===== TEXT PROVIDED
"Susan King put Canadian paediatric HIV research on the map."
Dr Ron Gold

 

Professor Susan King lectured at the University of Toronto in the Department of Paediatrics of the Hospital for Sick Children.  Her work centred on a combination of patient care, research, and teaching in hospital, university, and community settings.  She gained recognition for her research among children that showed that HIV infection was possible through blood transfusion.  As a result, the HIV testing of all recipients of blood transfusions was initiated in Canada.

Susan Margaret King was born on 5th April, 1954 in Edinburgh, Scotland where her father, a St. Lucian surgeon, was studying.  She recieved her primary and secondary schooling in several Caribbean islands.  At the age of 16, she was awarded a St. Lucia Island Scholarship and proceeded to the University of Oxford, England.

After completing bachelor's and master's degrees in chemistry at Oxford, she earned a medical degree from McGill University in Canada in 1979.  Subsequently, she specialised in paediatrics at the University of Toronto, and became a Fellow of the Royal College of Physicians and Surgeons of Canada in 1985.  She then joined the Hospital for Sick Children and the Faculty of Medicine of the University of Toronto, and completed another master's degree in epidemiology and biostatistics at Mc Master University in 1989.
==========
===== DATA RECORDS
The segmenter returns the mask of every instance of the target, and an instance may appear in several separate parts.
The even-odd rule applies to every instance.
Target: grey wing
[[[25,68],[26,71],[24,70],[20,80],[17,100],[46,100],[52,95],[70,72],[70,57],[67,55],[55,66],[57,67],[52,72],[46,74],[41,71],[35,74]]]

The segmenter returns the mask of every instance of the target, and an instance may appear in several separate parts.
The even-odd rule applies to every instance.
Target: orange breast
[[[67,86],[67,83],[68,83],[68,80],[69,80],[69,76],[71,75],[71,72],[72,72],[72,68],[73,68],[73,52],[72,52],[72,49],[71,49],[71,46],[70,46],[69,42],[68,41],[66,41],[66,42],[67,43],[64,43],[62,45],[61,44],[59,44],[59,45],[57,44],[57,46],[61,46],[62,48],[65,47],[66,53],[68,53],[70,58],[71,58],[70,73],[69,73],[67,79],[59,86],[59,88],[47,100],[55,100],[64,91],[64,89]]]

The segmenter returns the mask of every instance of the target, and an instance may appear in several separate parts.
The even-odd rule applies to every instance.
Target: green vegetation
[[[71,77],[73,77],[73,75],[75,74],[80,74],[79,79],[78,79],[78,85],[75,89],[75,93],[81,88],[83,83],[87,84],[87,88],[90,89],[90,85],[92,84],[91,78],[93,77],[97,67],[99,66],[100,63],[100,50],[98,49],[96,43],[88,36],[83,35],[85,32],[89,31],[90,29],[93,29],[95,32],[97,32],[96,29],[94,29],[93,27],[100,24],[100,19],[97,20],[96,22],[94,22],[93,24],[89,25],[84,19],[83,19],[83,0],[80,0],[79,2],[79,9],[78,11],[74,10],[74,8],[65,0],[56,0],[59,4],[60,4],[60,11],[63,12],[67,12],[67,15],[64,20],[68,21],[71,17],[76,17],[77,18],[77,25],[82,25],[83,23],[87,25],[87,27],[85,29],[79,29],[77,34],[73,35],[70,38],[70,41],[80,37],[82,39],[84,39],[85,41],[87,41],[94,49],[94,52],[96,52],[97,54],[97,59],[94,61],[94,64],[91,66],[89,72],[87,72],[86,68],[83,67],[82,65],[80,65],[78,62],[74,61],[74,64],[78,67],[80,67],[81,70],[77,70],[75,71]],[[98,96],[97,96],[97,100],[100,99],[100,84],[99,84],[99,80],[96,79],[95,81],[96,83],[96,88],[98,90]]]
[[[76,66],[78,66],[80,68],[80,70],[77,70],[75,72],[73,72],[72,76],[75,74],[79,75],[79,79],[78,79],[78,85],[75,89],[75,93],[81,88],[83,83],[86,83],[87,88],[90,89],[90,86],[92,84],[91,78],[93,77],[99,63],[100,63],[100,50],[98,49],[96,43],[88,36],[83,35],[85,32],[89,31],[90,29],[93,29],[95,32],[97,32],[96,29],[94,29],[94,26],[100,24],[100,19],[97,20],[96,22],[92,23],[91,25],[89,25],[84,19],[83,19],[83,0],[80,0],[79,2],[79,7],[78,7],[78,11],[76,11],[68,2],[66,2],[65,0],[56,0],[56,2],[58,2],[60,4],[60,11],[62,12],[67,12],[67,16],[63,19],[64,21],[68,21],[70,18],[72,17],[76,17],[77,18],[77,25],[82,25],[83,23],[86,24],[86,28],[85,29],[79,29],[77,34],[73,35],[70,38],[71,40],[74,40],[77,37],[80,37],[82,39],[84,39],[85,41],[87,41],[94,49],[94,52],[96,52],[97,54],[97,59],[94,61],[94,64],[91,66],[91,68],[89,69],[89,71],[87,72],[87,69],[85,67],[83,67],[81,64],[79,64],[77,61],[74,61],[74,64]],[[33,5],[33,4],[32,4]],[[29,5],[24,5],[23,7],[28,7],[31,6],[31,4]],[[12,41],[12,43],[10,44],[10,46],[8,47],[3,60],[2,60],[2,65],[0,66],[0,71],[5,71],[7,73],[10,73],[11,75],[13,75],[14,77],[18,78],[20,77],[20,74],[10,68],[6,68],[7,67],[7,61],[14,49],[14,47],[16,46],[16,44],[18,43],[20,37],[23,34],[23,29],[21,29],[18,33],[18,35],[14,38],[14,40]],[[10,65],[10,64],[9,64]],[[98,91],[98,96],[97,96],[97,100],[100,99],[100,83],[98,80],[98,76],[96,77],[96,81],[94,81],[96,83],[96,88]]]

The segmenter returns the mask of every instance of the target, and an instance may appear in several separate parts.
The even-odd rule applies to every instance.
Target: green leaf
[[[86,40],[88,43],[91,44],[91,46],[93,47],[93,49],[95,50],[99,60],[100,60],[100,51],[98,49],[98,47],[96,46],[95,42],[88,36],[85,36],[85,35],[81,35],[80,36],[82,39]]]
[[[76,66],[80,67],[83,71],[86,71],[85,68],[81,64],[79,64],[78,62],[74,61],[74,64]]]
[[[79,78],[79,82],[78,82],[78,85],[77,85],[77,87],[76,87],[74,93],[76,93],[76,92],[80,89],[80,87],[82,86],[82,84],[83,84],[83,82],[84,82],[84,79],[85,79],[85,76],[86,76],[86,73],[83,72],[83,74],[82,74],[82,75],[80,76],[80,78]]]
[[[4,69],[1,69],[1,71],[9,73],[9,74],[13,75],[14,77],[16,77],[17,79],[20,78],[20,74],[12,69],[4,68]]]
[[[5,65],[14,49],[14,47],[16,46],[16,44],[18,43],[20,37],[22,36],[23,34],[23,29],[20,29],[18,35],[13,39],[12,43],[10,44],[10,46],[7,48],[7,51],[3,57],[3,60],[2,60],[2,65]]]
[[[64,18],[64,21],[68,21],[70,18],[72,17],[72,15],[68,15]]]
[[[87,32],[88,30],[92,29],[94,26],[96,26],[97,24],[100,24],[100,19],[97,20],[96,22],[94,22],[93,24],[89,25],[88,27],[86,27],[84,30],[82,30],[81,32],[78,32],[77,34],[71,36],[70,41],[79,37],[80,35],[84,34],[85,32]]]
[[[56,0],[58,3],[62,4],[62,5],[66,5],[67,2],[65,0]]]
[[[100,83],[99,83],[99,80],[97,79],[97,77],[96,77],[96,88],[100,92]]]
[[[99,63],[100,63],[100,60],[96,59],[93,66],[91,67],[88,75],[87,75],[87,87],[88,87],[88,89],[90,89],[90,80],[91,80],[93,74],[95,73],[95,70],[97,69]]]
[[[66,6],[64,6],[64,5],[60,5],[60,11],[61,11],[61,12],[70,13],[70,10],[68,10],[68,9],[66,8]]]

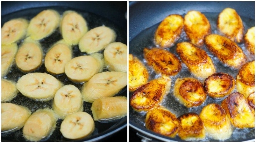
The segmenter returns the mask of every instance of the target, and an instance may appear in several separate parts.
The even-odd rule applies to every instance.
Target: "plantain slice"
[[[221,103],[231,123],[240,128],[254,127],[254,114],[246,99],[238,92],[233,93]]]
[[[176,116],[161,106],[148,111],[145,122],[147,129],[171,138],[175,137],[180,126]]]
[[[228,73],[214,73],[204,80],[204,90],[211,97],[223,97],[229,94],[235,87],[235,79]]]
[[[217,34],[210,34],[204,39],[207,48],[223,63],[238,69],[245,64],[243,51],[234,42]]]
[[[237,90],[245,98],[255,91],[255,63],[252,61],[243,65],[237,76]]]
[[[132,95],[131,106],[139,112],[153,108],[169,92],[171,82],[171,78],[164,76],[141,86]]]
[[[195,78],[178,78],[174,88],[174,96],[187,107],[198,106],[206,99],[203,84]]]
[[[233,41],[243,41],[244,26],[243,21],[236,10],[226,8],[219,14],[217,26],[221,32]]]
[[[148,64],[153,66],[157,72],[174,76],[181,70],[181,61],[175,55],[167,51],[157,48],[151,49],[145,48],[143,52]]]
[[[205,130],[202,120],[195,113],[187,113],[178,118],[180,123],[178,135],[188,140],[202,140],[205,137]]]
[[[184,19],[180,15],[173,14],[166,17],[157,27],[155,33],[155,43],[161,48],[173,46],[180,38],[183,27]]]
[[[205,78],[215,72],[214,65],[206,52],[189,43],[177,44],[176,51],[181,61],[197,78]]]
[[[204,37],[211,33],[211,25],[207,18],[199,11],[188,11],[184,17],[184,30],[191,43],[201,47]]]
[[[230,137],[233,132],[231,124],[225,110],[218,104],[212,103],[205,106],[199,117],[210,138],[223,140]]]
[[[145,65],[136,57],[129,54],[129,91],[134,91],[146,84],[149,77]]]

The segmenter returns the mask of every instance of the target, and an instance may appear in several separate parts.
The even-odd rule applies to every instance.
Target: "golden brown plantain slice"
[[[237,90],[247,98],[255,91],[255,64],[254,61],[244,65],[237,76]]]
[[[204,40],[210,51],[227,66],[237,69],[245,63],[246,57],[243,51],[229,39],[217,34],[210,34]]]
[[[254,115],[242,94],[233,93],[221,103],[233,125],[240,128],[254,127]]]
[[[175,137],[180,127],[176,116],[162,107],[148,111],[145,122],[147,129],[171,138]]]
[[[230,137],[233,132],[231,124],[225,110],[219,105],[208,104],[203,108],[199,117],[210,138],[223,140]]]
[[[167,51],[157,48],[151,49],[145,48],[143,52],[148,64],[153,66],[157,72],[173,76],[181,70],[181,61],[175,55]]]
[[[176,51],[182,62],[196,77],[205,78],[215,72],[214,65],[203,50],[187,42],[177,44]]]
[[[174,88],[174,96],[187,107],[199,106],[206,99],[203,84],[195,78],[178,78]]]
[[[129,91],[134,91],[146,84],[149,75],[146,68],[137,57],[129,54]]]
[[[183,17],[180,15],[173,14],[166,17],[155,33],[156,44],[162,48],[173,46],[180,38],[183,28]]]
[[[141,86],[132,95],[131,106],[139,112],[153,108],[159,104],[169,92],[171,82],[169,77],[163,76]]]
[[[204,90],[211,97],[223,97],[229,94],[235,87],[235,79],[228,73],[214,73],[204,80]]]
[[[184,30],[191,43],[201,47],[204,37],[211,33],[211,25],[207,18],[199,11],[188,11],[184,17]]]
[[[202,140],[205,137],[205,130],[202,120],[195,113],[187,113],[178,118],[180,124],[178,135],[185,140]]]

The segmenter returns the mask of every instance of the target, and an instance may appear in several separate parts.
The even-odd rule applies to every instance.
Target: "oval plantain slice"
[[[169,77],[163,76],[141,86],[132,94],[131,106],[139,112],[152,108],[159,104],[169,92],[171,82]]]
[[[180,127],[175,115],[161,106],[148,111],[145,122],[147,129],[171,138],[175,137]]]
[[[155,44],[161,48],[173,46],[180,38],[183,26],[183,17],[173,14],[166,17],[160,23],[155,33]]]
[[[200,47],[203,39],[211,33],[211,25],[207,18],[199,11],[188,11],[184,17],[184,30],[191,43]]]
[[[239,70],[236,78],[237,90],[247,98],[255,91],[255,62],[249,62]]]
[[[226,8],[220,13],[217,26],[221,32],[232,41],[240,43],[243,41],[243,21],[234,9]]]
[[[231,124],[225,110],[218,104],[211,103],[205,106],[199,117],[210,138],[223,140],[230,137],[233,132]]]
[[[254,127],[254,115],[246,99],[238,92],[233,93],[221,103],[231,123],[240,128]]]
[[[210,34],[204,40],[210,51],[228,66],[237,69],[245,63],[246,57],[242,50],[228,38],[217,34]]]
[[[187,42],[177,44],[176,51],[181,61],[196,77],[206,78],[215,72],[214,65],[203,50]]]
[[[134,91],[146,84],[149,75],[145,65],[136,57],[129,54],[129,91]]]
[[[143,51],[148,64],[157,72],[166,75],[176,75],[181,69],[181,62],[175,55],[157,48],[147,48]]]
==========
> [EXERCISE REQUIREMENTS]
1. Copy the stretch of the Susan King biography from "Susan Margaret King" through "of Oxford, England.".
2. Proceed with the Susan King biography, picking up after its final sentence.

> [RESULTS]
1.
Susan Margaret King was born on 5th April, 1954 in Edinburgh, Scotland where her father, a St. Lucian surgeon, was studying.  She recieved her primary and secondary schooling in several Caribbean islands.  At the age of 16, she was awarded a St. Lucia Island Scholarship and proceeded to the University of Oxford, England.

2.
She was a founding member, in 1988, of the ID-2 team of the Infectious Diseases Division of the hospital, which introduced more sensitive, holistic care to children with HIV/AIDS.  In the era before effective drugs for treating HIV/AIDS, these children would have had little relief from their illness.

In 2000, Dr King was awarded a Fulbright Fellowship and started work at the Centers for Disease Control and Prevention in Atlanta, Georgia, where she researched ways to reduce mother-to-infant transmission of HIV.  Three years later, she was appointed Professor of Paediatrics at the University of Toronto and the Hospital for Sick Children.

Professor King was extensively involved in the community aspects of HIV/AIDS care.  She was a founding member of the Teresa Group, Canada's oldest community-based charitable organisation serving children affected by HIV/AIDS and their families.

She participated in many workshops teaching healthcare workers about paediatric HIV and the prevention of its transmission to babies.

Susan King received many awards including the Claus Wirsig Humanitarian Award from the Hospital for Sick Children and the Order of St. Lucia Gold Medal of Merit in 2006.  Additionally, the Ontario HIV Treatment Network established a permanent lecture series in her honour.

Professor King withdrew from clinical practice after being diagnosed with Amyotrophic Lateral Sclerosis (ALS) in 2002.  To her great joy, her colleagues continued the projects she initiated.  She passed away on 15th February 2009.

Susan King advised that, "Many girls are intimidated and do not pursue careers in the sciences.  If you lik science, whether male or female, you can enjoy a career in the sciences.  There is a great variety of careers, even within medicine.  Some are technical and some require sociability."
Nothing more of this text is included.